* _Direction_
Reproduce the lines of the material starting with the line that contains "of the yellow" and going on through the end of the material, changing "sand" to "gravel" and leaving everything else unchanged.

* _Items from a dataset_
......

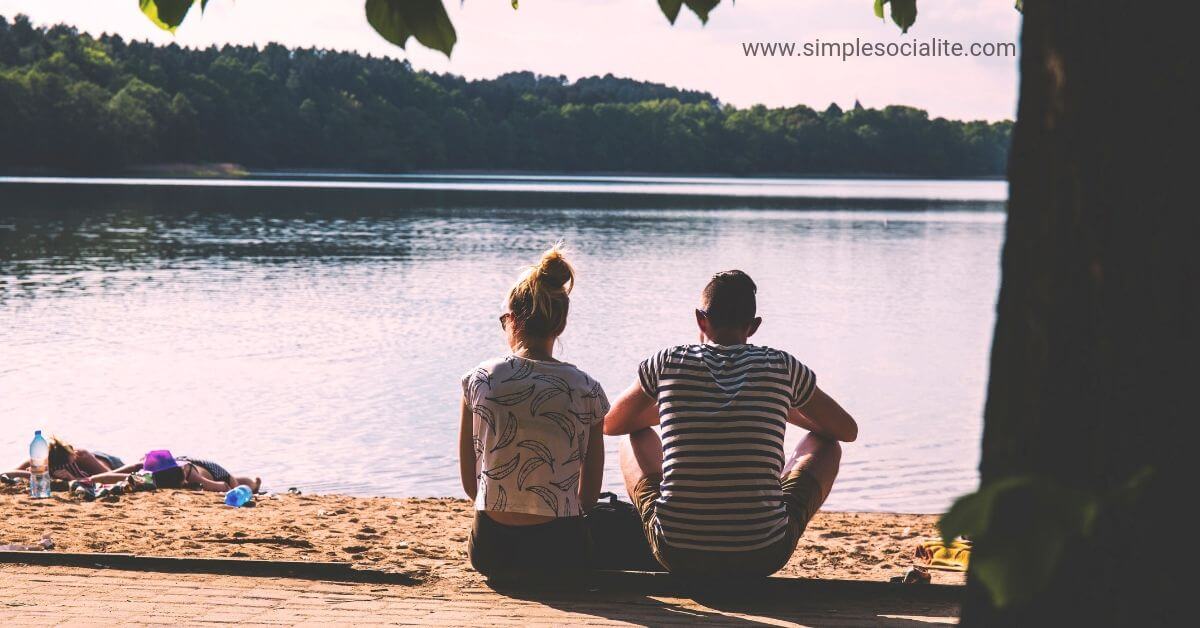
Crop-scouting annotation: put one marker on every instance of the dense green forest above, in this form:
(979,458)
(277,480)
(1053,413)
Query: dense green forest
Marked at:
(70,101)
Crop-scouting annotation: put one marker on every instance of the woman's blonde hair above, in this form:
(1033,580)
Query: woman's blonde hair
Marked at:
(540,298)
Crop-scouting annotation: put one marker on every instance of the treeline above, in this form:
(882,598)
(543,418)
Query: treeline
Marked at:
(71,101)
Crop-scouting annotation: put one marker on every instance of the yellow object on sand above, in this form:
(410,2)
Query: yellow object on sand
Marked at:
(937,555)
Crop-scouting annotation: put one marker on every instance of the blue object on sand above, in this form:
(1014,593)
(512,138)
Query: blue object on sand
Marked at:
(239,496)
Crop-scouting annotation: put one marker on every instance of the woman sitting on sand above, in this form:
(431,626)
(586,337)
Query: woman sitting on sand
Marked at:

......

* _Result for this task_
Crop-scouting annotation: put one marker on every instance of the yellow object on gravel above, in this form:
(410,2)
Query: yellow object on gravel
Marked at:
(937,555)
Crop-scouting annotation: put one marker on every instance of the blue object on gravel above, in this form:
(1014,593)
(512,138)
Query: blue object on gravel
Marked at:
(239,496)
Crop-scouting annotation: put one marker on every instance of the woman sitting on gravel above, in this form:
(431,626)
(586,337)
Query: woman sitting on gravel
Marked at:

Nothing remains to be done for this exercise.